■ Given records
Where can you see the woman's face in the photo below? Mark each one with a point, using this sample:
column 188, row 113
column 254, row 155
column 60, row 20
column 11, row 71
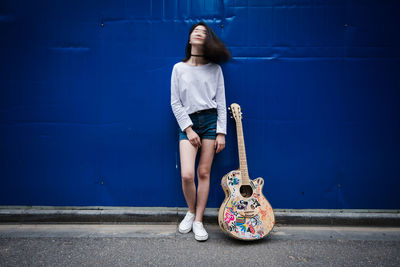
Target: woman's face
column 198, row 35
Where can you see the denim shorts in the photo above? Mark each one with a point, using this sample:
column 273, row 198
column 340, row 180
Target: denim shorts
* * *
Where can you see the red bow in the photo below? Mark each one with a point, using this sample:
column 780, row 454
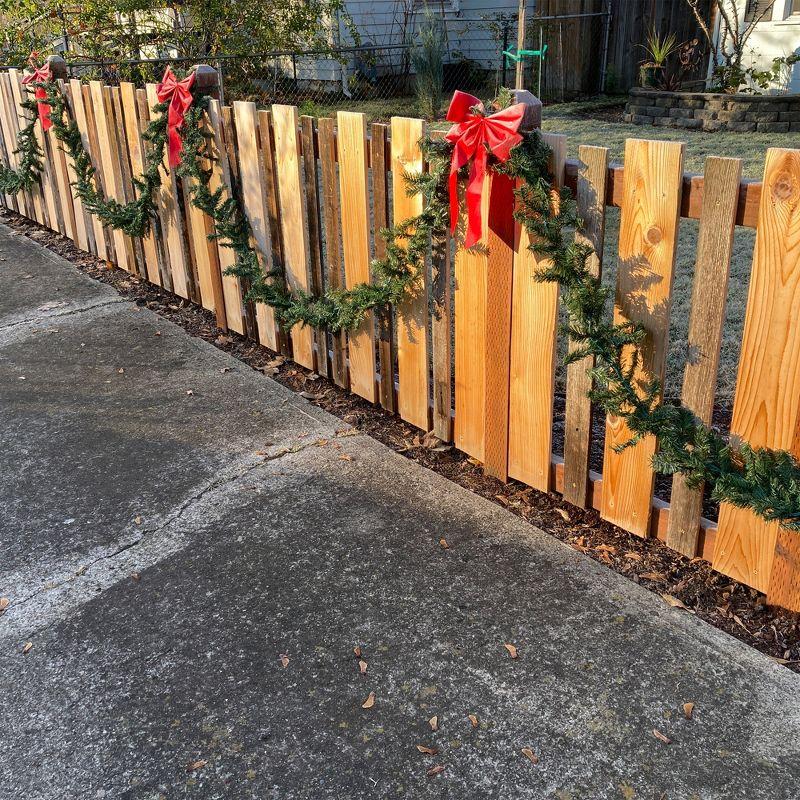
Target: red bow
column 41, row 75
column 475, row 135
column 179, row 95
...
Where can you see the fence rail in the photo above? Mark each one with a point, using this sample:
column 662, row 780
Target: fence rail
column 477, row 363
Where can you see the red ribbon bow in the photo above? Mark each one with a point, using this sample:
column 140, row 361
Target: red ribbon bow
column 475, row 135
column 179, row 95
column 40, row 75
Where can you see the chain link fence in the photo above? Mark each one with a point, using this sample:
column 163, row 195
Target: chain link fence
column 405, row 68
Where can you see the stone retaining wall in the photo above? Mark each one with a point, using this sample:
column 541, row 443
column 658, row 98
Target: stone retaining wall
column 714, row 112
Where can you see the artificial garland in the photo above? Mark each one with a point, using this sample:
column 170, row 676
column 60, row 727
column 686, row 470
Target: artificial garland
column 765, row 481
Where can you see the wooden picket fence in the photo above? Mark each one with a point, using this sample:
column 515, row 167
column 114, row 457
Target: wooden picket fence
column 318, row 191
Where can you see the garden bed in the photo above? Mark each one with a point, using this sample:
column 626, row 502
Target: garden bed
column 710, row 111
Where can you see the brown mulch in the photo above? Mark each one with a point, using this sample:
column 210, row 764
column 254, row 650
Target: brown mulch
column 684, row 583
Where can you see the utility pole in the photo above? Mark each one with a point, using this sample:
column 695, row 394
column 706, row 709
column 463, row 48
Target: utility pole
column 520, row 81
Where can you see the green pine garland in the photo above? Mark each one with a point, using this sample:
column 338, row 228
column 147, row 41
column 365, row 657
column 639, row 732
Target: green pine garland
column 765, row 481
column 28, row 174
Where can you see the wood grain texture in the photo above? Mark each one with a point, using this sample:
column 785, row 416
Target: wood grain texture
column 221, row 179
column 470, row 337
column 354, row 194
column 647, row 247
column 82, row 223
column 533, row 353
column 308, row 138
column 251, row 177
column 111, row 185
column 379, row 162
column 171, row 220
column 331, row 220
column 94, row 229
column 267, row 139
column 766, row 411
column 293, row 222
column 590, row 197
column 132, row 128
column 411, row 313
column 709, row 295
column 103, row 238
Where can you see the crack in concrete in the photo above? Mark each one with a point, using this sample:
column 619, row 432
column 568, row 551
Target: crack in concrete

■ Given exercise
From the records above, copy out every line that contains the word "grain".

■ Solution to the exercise
Where can you see the wood grain texture in the photo above? Mark each one with a point, using this sample:
Target: wood grain texture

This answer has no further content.